What is needed:
Rewrite every line of the records from the one containing "--target white sign on wall" through the end of the records, inclusive, scaling each outline coordinate in the answers by 2.3 and rounding to whole numbers with halves going up. Copy all other lines unchanged, including the format samples, and leave the pictures out.

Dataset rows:
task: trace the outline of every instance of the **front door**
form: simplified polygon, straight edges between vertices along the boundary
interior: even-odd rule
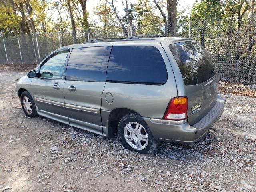
[[[68,124],[65,109],[63,72],[68,52],[54,54],[40,66],[39,77],[33,78],[30,92],[39,115]]]
[[[64,88],[70,125],[100,135],[101,98],[112,47],[108,45],[73,48]]]

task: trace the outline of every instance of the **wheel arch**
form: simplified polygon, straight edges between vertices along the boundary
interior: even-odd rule
[[[19,98],[20,98],[20,96],[22,93],[24,91],[28,91],[27,90],[25,89],[24,89],[23,88],[20,88],[19,89],[19,90],[18,92],[18,95],[19,96]]]
[[[113,109],[108,116],[106,132],[108,137],[111,138],[117,132],[118,124],[121,119],[125,115],[131,113],[135,113],[142,116],[137,112],[127,108],[120,107]]]

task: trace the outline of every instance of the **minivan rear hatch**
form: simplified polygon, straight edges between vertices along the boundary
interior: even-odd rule
[[[194,40],[169,47],[183,79],[184,96],[188,97],[188,122],[192,125],[204,117],[216,102],[217,66],[205,49]]]

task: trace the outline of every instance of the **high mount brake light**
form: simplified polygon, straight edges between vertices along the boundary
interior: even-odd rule
[[[186,96],[172,98],[169,103],[163,118],[179,120],[187,118],[188,98]]]

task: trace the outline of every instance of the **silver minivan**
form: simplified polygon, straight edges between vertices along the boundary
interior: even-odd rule
[[[160,142],[192,142],[222,114],[217,66],[191,38],[129,37],[59,48],[16,81],[37,115],[154,154]]]

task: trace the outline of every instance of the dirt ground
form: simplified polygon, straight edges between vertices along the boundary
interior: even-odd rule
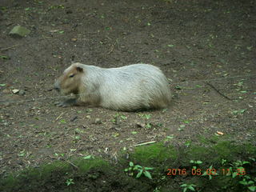
[[[166,138],[200,144],[218,131],[256,144],[255,1],[1,0],[0,8],[0,175],[88,154],[115,161],[123,147]],[[31,33],[10,37],[17,25]],[[72,62],[155,65],[172,105],[58,107],[53,84]]]

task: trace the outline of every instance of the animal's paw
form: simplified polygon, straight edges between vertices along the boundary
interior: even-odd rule
[[[70,99],[68,99],[64,102],[58,103],[57,106],[67,107],[67,106],[75,106],[76,103],[77,103],[77,101],[75,98],[70,98]]]

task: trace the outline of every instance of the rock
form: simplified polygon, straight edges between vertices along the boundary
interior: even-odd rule
[[[2,93],[3,93],[3,94],[10,94],[10,90],[3,90],[2,91]]]
[[[30,33],[30,30],[21,26],[15,26],[9,33],[13,37],[23,38]]]
[[[100,118],[95,118],[94,124],[102,124],[102,120]]]
[[[18,94],[19,94],[19,95],[25,95],[25,94],[26,94],[26,92],[25,92],[25,90],[21,90],[18,91]]]

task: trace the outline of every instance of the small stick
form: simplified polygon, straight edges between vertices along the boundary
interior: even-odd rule
[[[58,118],[55,119],[55,122],[57,122],[63,114],[64,114],[64,112],[61,113],[61,114],[58,115]]]
[[[222,97],[226,98],[228,100],[232,101],[232,98],[230,98],[229,97],[226,96],[225,94],[222,94],[215,86],[214,86],[212,84],[210,84],[208,82],[205,82],[205,83],[206,83],[208,86],[210,86],[211,88],[213,88],[214,90],[217,91],[218,94],[219,94],[220,95],[222,95]]]
[[[145,145],[152,144],[152,143],[154,143],[154,142],[156,142],[153,141],[153,142],[142,142],[142,143],[136,144],[136,145],[134,145],[134,146],[130,146],[129,147],[134,147],[134,146],[145,146]]]
[[[18,44],[18,45],[14,45],[14,46],[12,46],[6,47],[6,48],[3,48],[3,49],[1,49],[0,51],[10,50],[10,49],[14,48],[15,46],[19,46],[19,45]]]

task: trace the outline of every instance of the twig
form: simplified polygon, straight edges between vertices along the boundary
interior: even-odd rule
[[[12,46],[9,46],[9,47],[6,47],[6,48],[3,48],[3,49],[1,49],[0,51],[10,50],[10,49],[14,48],[14,47],[18,46],[19,46],[19,45],[17,44],[17,45]]]
[[[153,141],[153,142],[142,142],[142,143],[136,144],[136,145],[134,145],[134,146],[130,146],[129,147],[134,147],[134,146],[145,146],[145,145],[149,145],[149,144],[152,144],[152,143],[154,143],[154,142],[156,142]]]
[[[66,162],[68,162],[68,163],[70,163],[71,166],[73,166],[74,167],[75,167],[76,169],[78,170],[78,166],[77,166],[74,165],[74,163],[72,163],[72,162],[69,162],[69,161],[67,161],[67,160],[66,160],[66,159],[64,159],[64,161]]]
[[[210,86],[211,88],[213,88],[214,90],[217,91],[218,94],[219,94],[220,95],[222,95],[223,98],[226,98],[226,99],[228,100],[230,100],[232,101],[233,99],[232,98],[230,98],[229,97],[226,96],[225,94],[222,94],[215,86],[214,86],[212,84],[210,84],[210,82],[205,82],[205,83],[208,86]]]

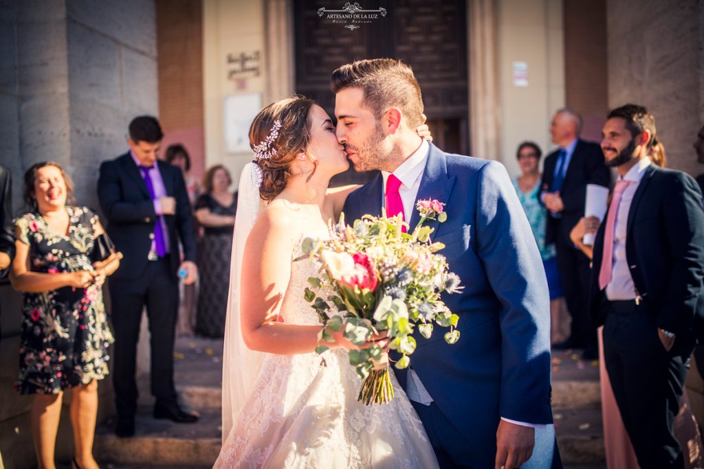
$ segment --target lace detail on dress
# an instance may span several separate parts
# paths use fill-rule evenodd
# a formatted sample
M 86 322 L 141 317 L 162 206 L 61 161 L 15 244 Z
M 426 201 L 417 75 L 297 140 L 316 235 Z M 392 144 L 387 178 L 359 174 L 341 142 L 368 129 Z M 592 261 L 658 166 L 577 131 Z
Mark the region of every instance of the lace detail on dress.
M 287 323 L 319 323 L 303 299 L 318 273 L 308 260 L 292 263 L 282 307 Z M 365 406 L 345 350 L 268 354 L 214 468 L 436 468 L 420 419 L 393 373 L 391 380 L 390 404 Z

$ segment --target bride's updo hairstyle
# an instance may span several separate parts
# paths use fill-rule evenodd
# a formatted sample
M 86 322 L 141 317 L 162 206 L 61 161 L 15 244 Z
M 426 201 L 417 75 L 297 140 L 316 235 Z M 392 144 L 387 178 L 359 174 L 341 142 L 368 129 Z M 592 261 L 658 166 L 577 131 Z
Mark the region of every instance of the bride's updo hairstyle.
M 272 103 L 260 111 L 249 128 L 254 162 L 262 172 L 259 195 L 269 202 L 281 193 L 291 176 L 296 155 L 310 141 L 308 113 L 312 99 L 294 96 Z

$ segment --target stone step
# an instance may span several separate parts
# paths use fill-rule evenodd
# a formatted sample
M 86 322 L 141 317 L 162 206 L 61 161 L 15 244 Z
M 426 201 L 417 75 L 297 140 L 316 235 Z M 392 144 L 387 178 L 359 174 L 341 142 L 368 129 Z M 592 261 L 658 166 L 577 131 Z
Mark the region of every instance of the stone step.
M 220 415 L 203 413 L 196 423 L 175 423 L 156 420 L 151 407 L 141 407 L 136 418 L 136 434 L 118 438 L 114 419 L 96 432 L 94 454 L 102 462 L 132 465 L 212 467 L 220 452 Z
M 604 436 L 600 409 L 555 408 L 553 416 L 563 463 L 604 463 Z

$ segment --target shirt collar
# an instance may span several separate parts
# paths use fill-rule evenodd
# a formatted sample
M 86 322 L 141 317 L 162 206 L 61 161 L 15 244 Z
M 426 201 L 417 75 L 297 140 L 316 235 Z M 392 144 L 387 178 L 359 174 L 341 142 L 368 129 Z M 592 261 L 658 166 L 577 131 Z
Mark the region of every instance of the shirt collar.
M 638 160 L 638 162 L 633 165 L 633 167 L 628 170 L 626 175 L 621 177 L 619 174 L 619 181 L 629 181 L 630 182 L 640 182 L 641 179 L 646 174 L 646 169 L 650 165 L 650 159 L 647 156 Z
M 566 147 L 563 148 L 562 150 L 564 150 L 567 155 L 572 155 L 572 153 L 574 153 L 574 148 L 575 147 L 577 147 L 577 141 L 579 141 L 579 139 L 574 139 L 574 140 L 572 141 L 572 143 L 570 143 L 570 145 L 567 145 Z
M 430 145 L 428 144 L 427 141 L 424 139 L 418 149 L 406 158 L 406 161 L 394 171 L 393 174 L 398 178 L 398 180 L 406 187 L 413 187 L 425 168 L 425 160 L 427 160 Z M 386 180 L 391 174 L 392 173 L 386 171 L 382 172 L 382 176 L 384 177 L 384 187 L 386 186 Z
M 134 156 L 134 152 L 132 151 L 132 150 L 130 150 L 130 155 L 131 157 L 132 157 L 132 160 L 134 161 L 134 164 L 137 165 L 137 168 L 139 169 L 142 169 L 142 163 L 140 163 L 139 160 L 137 159 L 136 156 Z M 144 167 L 147 167 L 145 166 Z M 149 167 L 148 169 L 151 171 L 151 169 L 154 169 L 155 167 L 156 167 L 156 161 L 154 162 L 154 165 L 152 166 L 151 167 Z

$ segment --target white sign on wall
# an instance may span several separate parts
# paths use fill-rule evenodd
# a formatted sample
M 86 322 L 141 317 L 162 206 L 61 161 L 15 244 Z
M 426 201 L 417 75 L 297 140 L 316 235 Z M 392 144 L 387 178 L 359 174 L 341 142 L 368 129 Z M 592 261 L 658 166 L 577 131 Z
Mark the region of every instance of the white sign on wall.
M 225 149 L 228 153 L 251 151 L 249 127 L 262 108 L 261 93 L 244 93 L 225 96 L 222 129 Z
M 528 86 L 528 64 L 525 62 L 513 63 L 513 86 Z

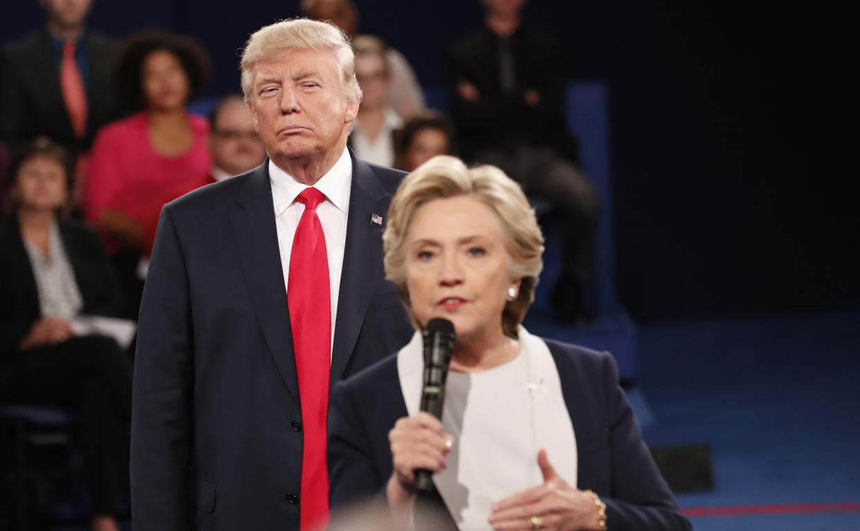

Correct result:
$ segment --target white sign on wall
# an instance may span several separate parts
# paths use fill-rule evenodd
# a formatted sample
M 86 322 L 141 317 L 162 206 L 61 161 L 15 244 Z
M 426 201 L 417 75 L 297 140 L 316 235 Z M 392 144 L 387 178 L 359 174 L 341 142 L 368 129 Z M 592 261 L 658 166 L 577 131 Z
Mark the region of every instance of the white sign on wall.
M 518 343 L 524 352 L 577 347 L 573 292 L 603 248 L 600 214 L 561 214 L 518 221 L 511 297 Z
M 1214 198 L 1214 147 L 1208 143 L 1180 145 L 1180 198 Z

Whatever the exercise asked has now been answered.